* **Что сделать**:
A. Объясните по отрывку о книге Рады Полищук, чем, по мнению автора отрывка, вызван непреходящий интерес читателя к ее произведениям. Ответ дайте в одном–трех предложениях.
B. Оформите в виде JSON-списка строк отрезок записей от их начала до строки с «box: [444, 274, 456, 287]» включительно: по одному элементу на строку, пустые строки пропустите. Изображения в ответ не включайте.

* **Отрывок текста**:
⟨
Лапсердак из лоскутов так назвала известная писательница Рада Полищук свою новую книгу, продолжающую ее сагу о судьбах российских евреев, попавших в гигантскую мясорубку двадцатого века. Первые книги этой саги Одесские рассказы, или Путаная азбука памяти и Семья, семейка, мишпуха. По следам молитвы деда были опубликованы раньше другими издательствами.

     В прозе Рады Полищук отражается незаурядная личность автора. Я имею в виду не просто её талант, отличающийся ярким своеобразием, но и чисто человеческие качества, дающие ей право на любовь и негодование, сострадание и понимание хода событий, сопряжённое с не бросающимися в глаза иронией и самоиронией. Уже этого достаточно, чтобы произведения Полищук вызывали у читателя непреходящий интерес ко всякого рода трогательным и щемящим историям (по определению автора, лоскутам жизни), в которых, как утверждается в повестях, не играет особой роли, в чьём доме всё это было? в каком времени? было ли?
     Вроде бы так, но и не так. Это наше время. Впрочем, мы убеждены, что и Ромео и Джульетта наше время. Или, как говорят дети, всехное. Важно лишь разуметь, что чем больше конкретики окружающего, вечно меняющегося, исчезающего мира, тем больше универсальности в этом плане. В свидетели беру заключение самой Рады Полищук. Вот что говорит она в своей новой книге: Есть лишь одно материальное свидетельство кусочек от маминой файдешиновой блузы, перешитой из бабушкиного платья. Вполне сохранный кусочек. Хорошую мануфактуру производили китайцы. Прочнее памяти.
⟩
* **Записи набора данных**:
⟨
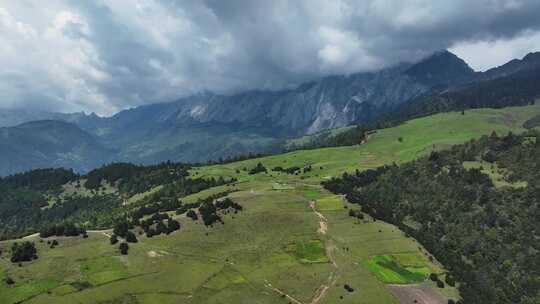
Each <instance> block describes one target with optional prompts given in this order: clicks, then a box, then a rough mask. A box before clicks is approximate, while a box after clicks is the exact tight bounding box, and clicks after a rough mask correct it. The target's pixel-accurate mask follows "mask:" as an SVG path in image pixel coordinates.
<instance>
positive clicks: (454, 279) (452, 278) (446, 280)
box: [444, 274, 456, 287]
mask: <svg viewBox="0 0 540 304" xmlns="http://www.w3.org/2000/svg"><path fill="white" fill-rule="evenodd" d="M444 281H445V282H446V284H448V285H449V286H452V287H454V286H456V280H455V279H454V277H453V276H451V275H449V274H448V275H446V278H445V279H444Z"/></svg>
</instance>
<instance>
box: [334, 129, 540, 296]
mask: <svg viewBox="0 0 540 304" xmlns="http://www.w3.org/2000/svg"><path fill="white" fill-rule="evenodd" d="M538 139H540V133H538V132H532V131H531V132H528V133H526V134H524V135H520V136H517V135H513V134H508V135H506V136H502V137H499V136H497V134H492V135H491V136H489V137H488V136H484V137H482V138H480V139H478V140H472V141H470V142H468V143H467V144H464V145H458V146H454V147H453V148H452V149H451V150H449V151H442V152H436V151H434V152H432V153H431V155H429V156H426V157H423V158H421V159H419V160H417V161H413V162H411V163H408V164H404V165H401V166H397V165H393V166H387V167H383V168H379V169H377V170H369V171H364V172H356V173H354V174H344V175H343V177H342V178H339V179H333V180H331V181H328V182H325V183H324V185H325V187H326V188H328V189H329V190H331V191H333V192H336V193H342V194H346V197H347V199H348V200H349V201H350V202H352V203H356V204H359V205H360V206H361V209H362V211H364V212H366V213H368V214H370V215H371V216H372V217H374V218H376V219H381V220H384V221H387V222H390V223H392V224H395V225H397V226H398V227H400V228H401V229H402V230H404V231H405V232H407V233H408V234H409V235H411V236H413V237H415V238H416V239H417V240H419V241H420V242H421V243H422V244H423V245H424V246H425V247H426V248H427V249H428V250H429V251H430V252H432V253H433V254H434V255H435V257H436V258H437V259H438V260H439V261H440V262H442V263H443V264H444V265H445V266H446V267H447V268H448V270H449V271H450V273H451V274H452V276H453V277H455V278H456V280H457V281H458V282H459V283H460V285H459V289H460V292H461V295H462V297H463V299H464V300H465V302H466V303H475V304H481V303H490V304H493V303H522V304H525V303H527V304H531V303H538V301H539V300H540V254H539V251H540V242H539V240H540V228H539V226H538V219H539V218H540V183H539V181H540V141H539V140H538Z"/></svg>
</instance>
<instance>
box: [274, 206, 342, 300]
mask: <svg viewBox="0 0 540 304" xmlns="http://www.w3.org/2000/svg"><path fill="white" fill-rule="evenodd" d="M309 207H310V208H311V210H313V212H314V213H315V214H316V215H317V217H318V218H319V229H317V233H319V234H321V235H326V232H327V231H328V219H327V218H326V217H325V216H324V215H323V214H322V213H320V212H319V211H317V209H315V201H311V202H309ZM324 246H325V248H324V249H325V251H326V255H327V256H328V259H329V260H330V263H332V266H333V267H334V268H335V270H334V271H332V272H331V273H330V275H329V276H328V279H327V282H326V283H325V284H322V285H321V286H319V288H317V289H316V290H315V294H314V295H313V297H312V298H311V301H310V302H309V303H303V302H302V301H300V300H298V299H295V298H294V297H293V296H291V295H289V294H287V293H285V292H284V291H282V290H280V289H278V288H275V287H274V286H272V284H270V283H269V282H268V281H266V283H265V286H266V287H267V288H269V289H272V290H273V291H274V292H276V293H278V294H279V295H281V296H283V297H286V298H287V299H289V301H291V302H292V303H295V304H319V303H320V302H321V300H322V299H324V297H325V296H326V293H327V292H328V289H330V287H332V286H334V285H335V284H336V282H337V279H338V276H337V269H338V265H337V263H336V260H335V258H334V249H335V245H334V242H333V241H332V240H331V239H329V240H326V242H325V244H324Z"/></svg>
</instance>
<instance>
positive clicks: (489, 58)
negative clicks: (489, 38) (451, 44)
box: [450, 31, 540, 71]
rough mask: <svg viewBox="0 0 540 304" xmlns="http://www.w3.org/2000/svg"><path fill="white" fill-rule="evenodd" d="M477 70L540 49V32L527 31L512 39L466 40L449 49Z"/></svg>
mask: <svg viewBox="0 0 540 304" xmlns="http://www.w3.org/2000/svg"><path fill="white" fill-rule="evenodd" d="M450 50H451V51H452V52H454V53H455V54H456V55H458V56H460V57H461V58H463V60H465V61H467V62H469V63H470V65H471V67H472V68H473V69H475V70H477V71H485V70H487V69H490V68H493V67H496V66H499V65H502V64H504V63H507V62H508V61H510V60H512V59H516V58H521V57H523V55H525V54H527V53H528V52H531V51H540V32H537V31H528V32H525V33H523V34H521V35H519V36H517V37H514V38H512V39H497V40H486V41H467V42H461V43H458V44H456V45H455V46H453V47H452V48H451V49H450Z"/></svg>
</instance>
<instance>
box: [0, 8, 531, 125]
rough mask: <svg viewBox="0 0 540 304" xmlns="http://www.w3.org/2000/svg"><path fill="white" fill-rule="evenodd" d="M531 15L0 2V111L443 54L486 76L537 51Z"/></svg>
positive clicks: (112, 100)
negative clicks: (533, 50)
mask: <svg viewBox="0 0 540 304" xmlns="http://www.w3.org/2000/svg"><path fill="white" fill-rule="evenodd" d="M538 11H540V2H539V1H536V0H530V1H526V0H506V1H503V0H479V1H466V0H455V1H444V2H443V1H428V0H409V1H398V0H366V1H356V0H355V1H353V0H335V1H326V0H298V1H285V0H275V1H263V0H260V1H259V0H256V1H252V0H249V1H248V0H228V1H222V0H202V1H188V0H185V1H181V0H180V1H172V0H170V1H166V0H96V1H78V0H50V1H47V5H43V3H42V2H41V1H38V0H21V1H5V2H4V1H2V0H0V64H1V65H2V67H3V69H2V70H1V71H0V107H27V108H39V109H48V110H55V111H64V112H66V111H77V110H84V111H96V112H98V113H100V114H112V113H114V112H116V111H118V110H120V109H124V108H127V107H131V106H135V105H140V104H145V103H151V102H160V101H170V100H174V99H176V98H178V97H180V96H185V95H188V94H192V93H195V92H198V91H201V90H212V91H216V92H220V93H232V92H237V91H241V90H248V89H255V88H266V89H276V88H283V87H290V86H294V85H297V84H299V83H301V82H304V81H309V80H312V79H315V78H318V77H322V76H325V75H331V74H342V73H353V72H361V71H372V70H377V69H380V68H383V67H386V66H389V65H393V64H395V63H398V62H402V61H409V62H411V61H416V60H419V59H420V58H422V57H424V56H426V55H428V54H430V53H431V52H433V51H436V50H439V49H445V48H451V49H452V50H454V51H455V52H456V53H458V55H460V56H462V57H463V58H464V59H466V60H468V61H469V62H470V63H471V64H472V66H473V67H475V68H477V69H485V68H486V67H487V66H489V65H494V64H502V63H504V62H503V61H505V60H509V59H511V57H521V56H523V55H524V54H525V53H526V52H528V51H532V50H536V49H537V48H538V47H539V45H538V43H534V42H533V41H539V39H538V38H539V35H540V34H539V30H540V19H539V18H537V14H536V12H538ZM486 51H491V53H489V54H491V55H490V56H483V54H486Z"/></svg>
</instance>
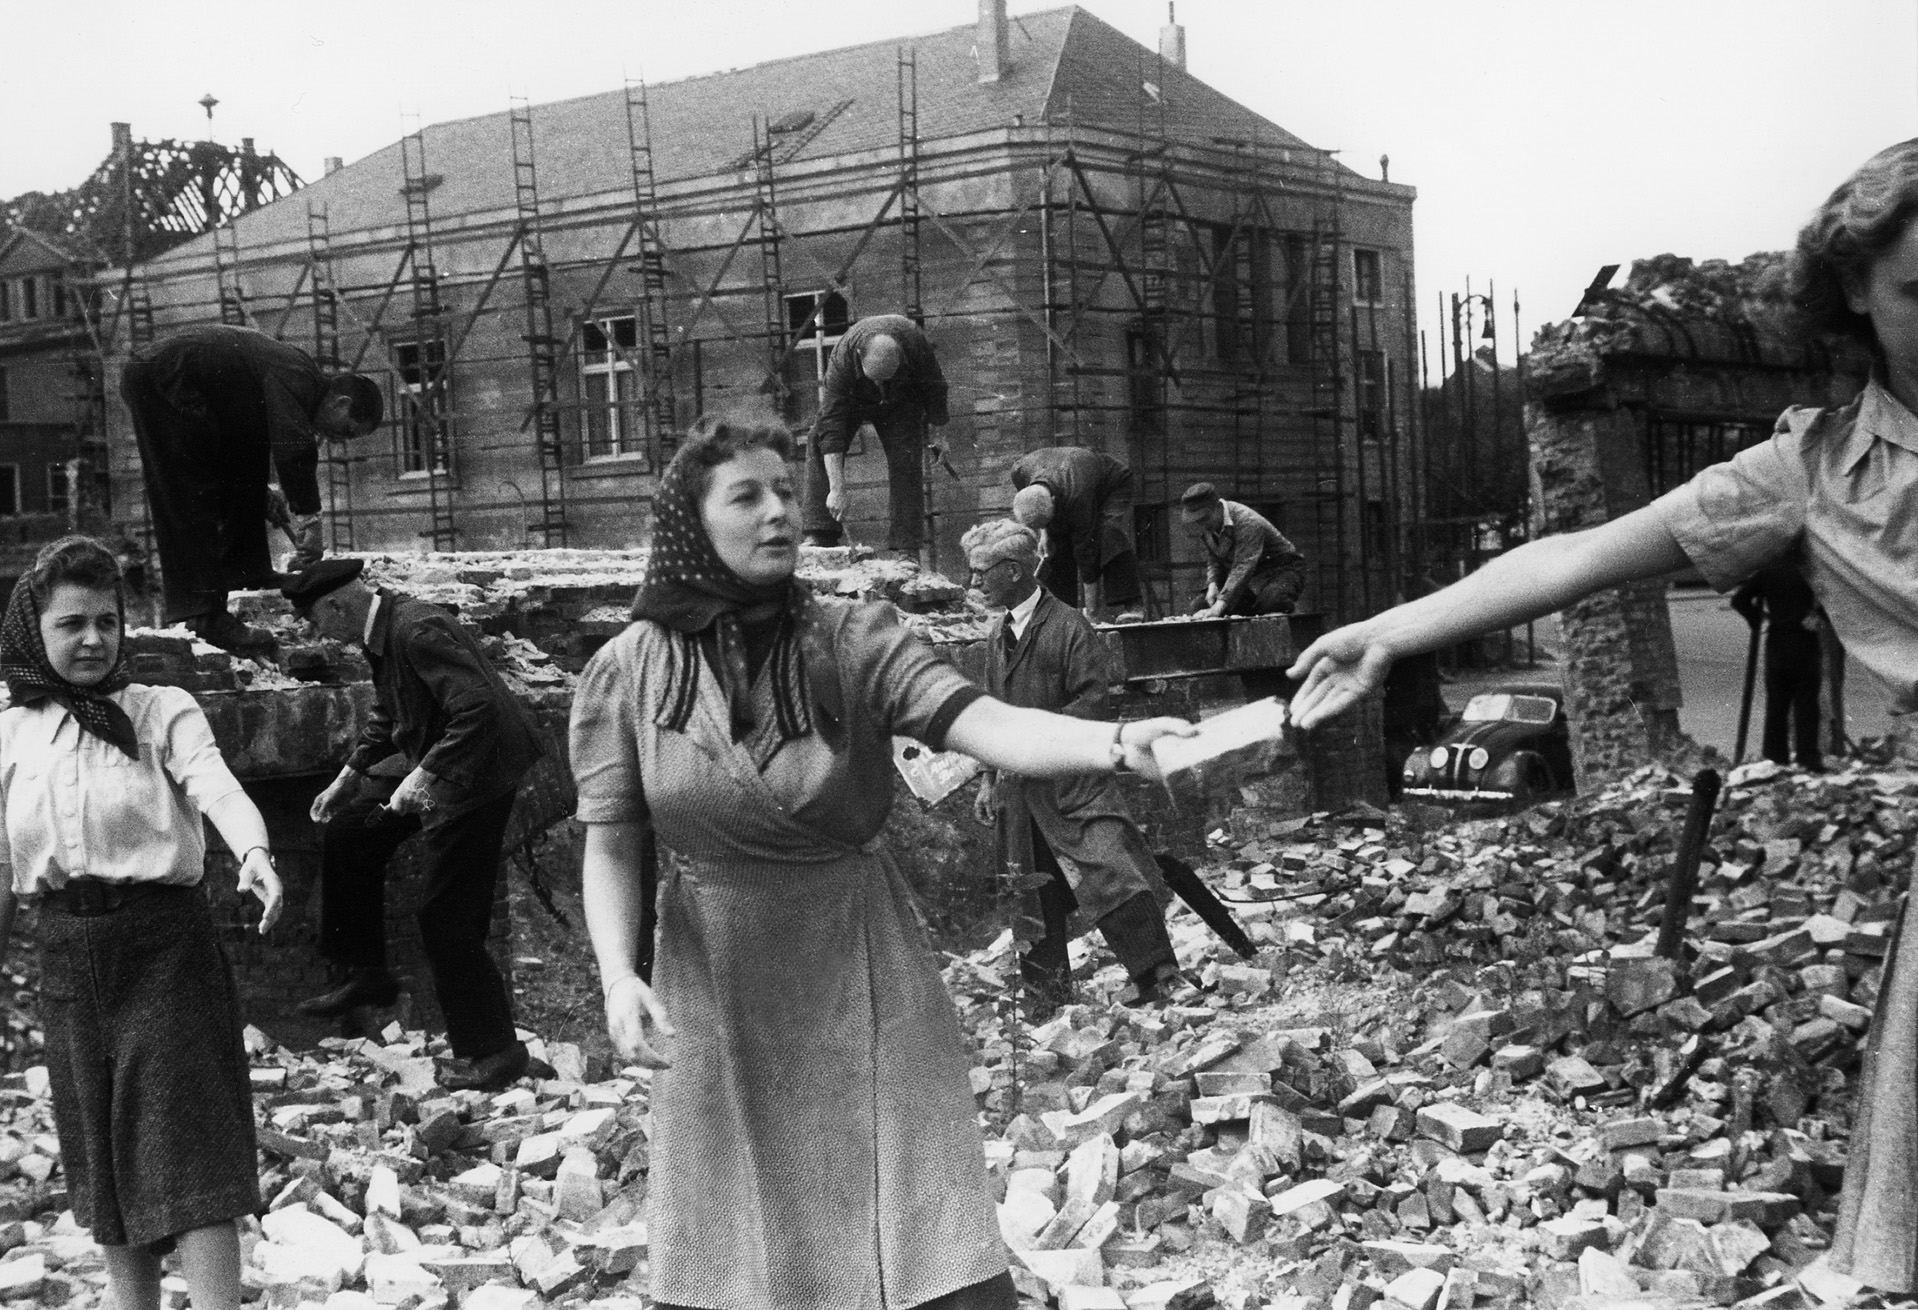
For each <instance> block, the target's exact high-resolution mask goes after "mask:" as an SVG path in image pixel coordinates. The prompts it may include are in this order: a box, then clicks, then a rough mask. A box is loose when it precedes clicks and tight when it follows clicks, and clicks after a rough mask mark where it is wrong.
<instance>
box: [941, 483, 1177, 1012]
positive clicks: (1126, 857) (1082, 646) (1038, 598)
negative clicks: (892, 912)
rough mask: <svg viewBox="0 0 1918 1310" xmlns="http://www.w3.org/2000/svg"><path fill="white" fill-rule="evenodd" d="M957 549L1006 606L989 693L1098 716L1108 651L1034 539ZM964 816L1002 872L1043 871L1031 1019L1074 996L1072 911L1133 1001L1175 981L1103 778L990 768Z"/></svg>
⟩
* **Ответы**:
A. Интерес вызывает незаурядная личность автора, которая отражается в прозе. Это не только самобытный талант, но и человеческие качества: они дают ей право на любовь и негодование, сострадание и понимание хода событий, а к ним добавляются неброские ирония и самоирония.

B.
[
  "Each <instance> block describes one target with optional prompts given in this order: clicks, then a box, then a rough mask. A box before clicks is approximate, while a box after clicks is the exact tight bounding box, and clicks after a rough mask correct it. The target's pixel-accurate mask follows \"mask:\" as an SVG path in image pixel coordinates.",
  "<instance>",
  "positive clicks: (454, 279) (452, 278) (446, 280)",
  "box: [444, 274, 456, 287]"
]